**SELECTED TEXT:**
---------------

Not every workflow needs a skill. Before creating one, choose the right tool:

| Situation | Use instead |
|---|---|
| A rule that applies to ALL Copilot interactions in this repo | `copilot-instructions.md` entry |
| A rule scoped to specific file types (e.g., always use `kebab-case` for Bicep variable names) | `.github/instructions/*.instructions.md` with `applyTo` glob |
| A one-off prompt you run occasionally | `.github/prompts/*.prompt.md` |
| A multi-step workflow with domain knowledge that benefits from on-demand loading | **Skill** |
| A complex workflow with a dedicated agent persona | `.github/agents/*.agent.md` |

A skill is the right choice when: the workflow is too detailed for `copilot-instructions.md`, it should only load for relevant requests (not every conversation), and it encapsulates reusable domain knowledge or a repeatable process.

If the user's need is better served by a simpler vehicle, say so and use that instead. Not everything needs to be a skill.

---------------

**EXERCISE DATA:**
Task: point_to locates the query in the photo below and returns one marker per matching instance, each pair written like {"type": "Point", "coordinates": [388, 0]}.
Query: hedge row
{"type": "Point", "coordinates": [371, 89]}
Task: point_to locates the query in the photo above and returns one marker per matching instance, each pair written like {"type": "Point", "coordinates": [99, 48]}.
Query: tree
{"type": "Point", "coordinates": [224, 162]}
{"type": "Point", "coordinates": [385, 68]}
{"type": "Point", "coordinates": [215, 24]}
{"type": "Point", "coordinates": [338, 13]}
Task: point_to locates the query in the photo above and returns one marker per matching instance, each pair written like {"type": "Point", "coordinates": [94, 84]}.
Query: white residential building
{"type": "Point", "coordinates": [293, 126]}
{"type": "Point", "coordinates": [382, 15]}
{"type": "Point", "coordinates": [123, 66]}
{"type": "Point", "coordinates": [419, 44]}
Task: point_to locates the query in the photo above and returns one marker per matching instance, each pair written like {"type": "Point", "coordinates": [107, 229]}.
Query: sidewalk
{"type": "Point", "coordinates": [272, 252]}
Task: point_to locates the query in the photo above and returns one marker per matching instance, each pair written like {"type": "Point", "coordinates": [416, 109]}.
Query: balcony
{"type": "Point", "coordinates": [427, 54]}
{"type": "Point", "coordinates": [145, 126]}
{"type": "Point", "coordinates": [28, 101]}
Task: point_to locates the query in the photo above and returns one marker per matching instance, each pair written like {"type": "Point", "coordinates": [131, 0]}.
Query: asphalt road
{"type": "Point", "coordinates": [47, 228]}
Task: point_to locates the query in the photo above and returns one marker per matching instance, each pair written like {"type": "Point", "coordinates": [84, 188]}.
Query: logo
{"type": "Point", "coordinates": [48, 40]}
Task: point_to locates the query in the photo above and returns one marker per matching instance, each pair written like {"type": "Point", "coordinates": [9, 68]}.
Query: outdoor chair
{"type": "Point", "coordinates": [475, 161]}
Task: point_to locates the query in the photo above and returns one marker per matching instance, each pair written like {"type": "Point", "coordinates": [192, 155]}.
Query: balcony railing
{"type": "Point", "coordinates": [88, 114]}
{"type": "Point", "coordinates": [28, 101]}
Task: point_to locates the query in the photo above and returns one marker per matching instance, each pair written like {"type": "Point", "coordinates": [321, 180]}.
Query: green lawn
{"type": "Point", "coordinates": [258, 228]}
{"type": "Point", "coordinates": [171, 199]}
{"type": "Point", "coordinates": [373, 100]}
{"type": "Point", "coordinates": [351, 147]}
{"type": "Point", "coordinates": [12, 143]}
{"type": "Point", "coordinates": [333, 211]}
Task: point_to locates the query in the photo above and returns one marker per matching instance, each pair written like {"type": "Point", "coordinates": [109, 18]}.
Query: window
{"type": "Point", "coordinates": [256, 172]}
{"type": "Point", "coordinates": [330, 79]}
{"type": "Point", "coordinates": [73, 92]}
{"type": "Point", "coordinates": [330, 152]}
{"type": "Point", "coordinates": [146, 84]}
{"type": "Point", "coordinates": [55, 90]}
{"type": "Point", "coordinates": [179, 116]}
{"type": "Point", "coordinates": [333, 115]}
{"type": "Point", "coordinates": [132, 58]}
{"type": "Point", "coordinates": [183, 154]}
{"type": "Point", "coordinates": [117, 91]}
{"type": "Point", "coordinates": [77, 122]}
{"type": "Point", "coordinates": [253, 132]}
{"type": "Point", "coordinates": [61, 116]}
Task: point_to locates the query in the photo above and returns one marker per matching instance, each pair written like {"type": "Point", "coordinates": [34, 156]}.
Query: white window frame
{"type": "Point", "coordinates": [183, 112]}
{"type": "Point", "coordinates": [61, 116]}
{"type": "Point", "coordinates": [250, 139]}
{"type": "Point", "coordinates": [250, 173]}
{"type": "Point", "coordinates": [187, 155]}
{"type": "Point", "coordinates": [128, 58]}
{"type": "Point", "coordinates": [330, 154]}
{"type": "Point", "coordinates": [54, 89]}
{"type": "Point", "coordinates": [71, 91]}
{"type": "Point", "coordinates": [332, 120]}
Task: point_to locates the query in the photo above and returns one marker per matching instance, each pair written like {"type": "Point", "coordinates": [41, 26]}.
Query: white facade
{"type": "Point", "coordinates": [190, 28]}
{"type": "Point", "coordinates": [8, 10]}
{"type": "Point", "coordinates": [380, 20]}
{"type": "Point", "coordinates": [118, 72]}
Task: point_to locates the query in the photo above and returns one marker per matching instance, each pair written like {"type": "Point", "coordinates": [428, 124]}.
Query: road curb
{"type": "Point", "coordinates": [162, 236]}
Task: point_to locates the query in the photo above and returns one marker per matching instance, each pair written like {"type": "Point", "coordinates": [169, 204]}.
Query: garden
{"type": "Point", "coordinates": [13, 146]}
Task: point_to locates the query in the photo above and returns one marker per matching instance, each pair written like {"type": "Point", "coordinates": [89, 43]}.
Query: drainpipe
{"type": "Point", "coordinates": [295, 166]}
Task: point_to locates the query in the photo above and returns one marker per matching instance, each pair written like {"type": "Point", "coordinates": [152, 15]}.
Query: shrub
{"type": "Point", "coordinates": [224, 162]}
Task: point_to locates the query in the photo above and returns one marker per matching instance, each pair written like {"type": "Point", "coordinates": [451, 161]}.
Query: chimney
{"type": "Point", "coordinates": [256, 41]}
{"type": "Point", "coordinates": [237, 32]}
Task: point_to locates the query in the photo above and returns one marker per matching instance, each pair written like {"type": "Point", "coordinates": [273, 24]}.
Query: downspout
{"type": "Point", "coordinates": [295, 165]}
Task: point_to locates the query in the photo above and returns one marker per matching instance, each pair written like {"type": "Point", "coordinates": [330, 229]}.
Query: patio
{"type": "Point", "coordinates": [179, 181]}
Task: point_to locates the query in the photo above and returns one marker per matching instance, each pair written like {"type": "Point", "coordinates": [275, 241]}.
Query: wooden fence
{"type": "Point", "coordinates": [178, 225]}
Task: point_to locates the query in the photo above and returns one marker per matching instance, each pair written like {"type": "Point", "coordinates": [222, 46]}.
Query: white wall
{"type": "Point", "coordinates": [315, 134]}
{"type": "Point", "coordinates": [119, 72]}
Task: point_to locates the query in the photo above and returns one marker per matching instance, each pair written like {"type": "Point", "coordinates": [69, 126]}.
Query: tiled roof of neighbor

---------------

**WHAT IS BEING ASKED:** Quote the full passage on when to create a skill, word for word. The entries have no connection to the passage on when to create a skill.

**SOLUTION TO THE PROBLEM:**
Not every workflow needs a skill. Before creating one, choose the right tool:

| Situation | Use instead |
|---|---|
| A rule that applies to ALL Copilot interactions in this repo | `copilot-instructions.md` entry |
| A rule scoped to specific file types (e.g., always use `kebab-case` for Bicep variable names) | `.github/instructions/*.instructions.md` with `applyTo` glob |
| A one-off prompt you run occasionally | `.github/prompts/*.prompt.md` |
| A multi-step workflow with domain knowledge that benefits from on-demand loading | **Skill** |
| A complex workflow with a dedicated agent persona | `.github/agents/*.agent.md` |

A skill is the right choice when: the workflow is too detailed for `copilot-instructions.md`, it should only load for relevant requests (not every conversation), and it encapsulates reusable domain knowledge or a repeatable process.

If the user's need is better served by a simpler vehicle, say so and use that instead. Not everything needs to be a skill.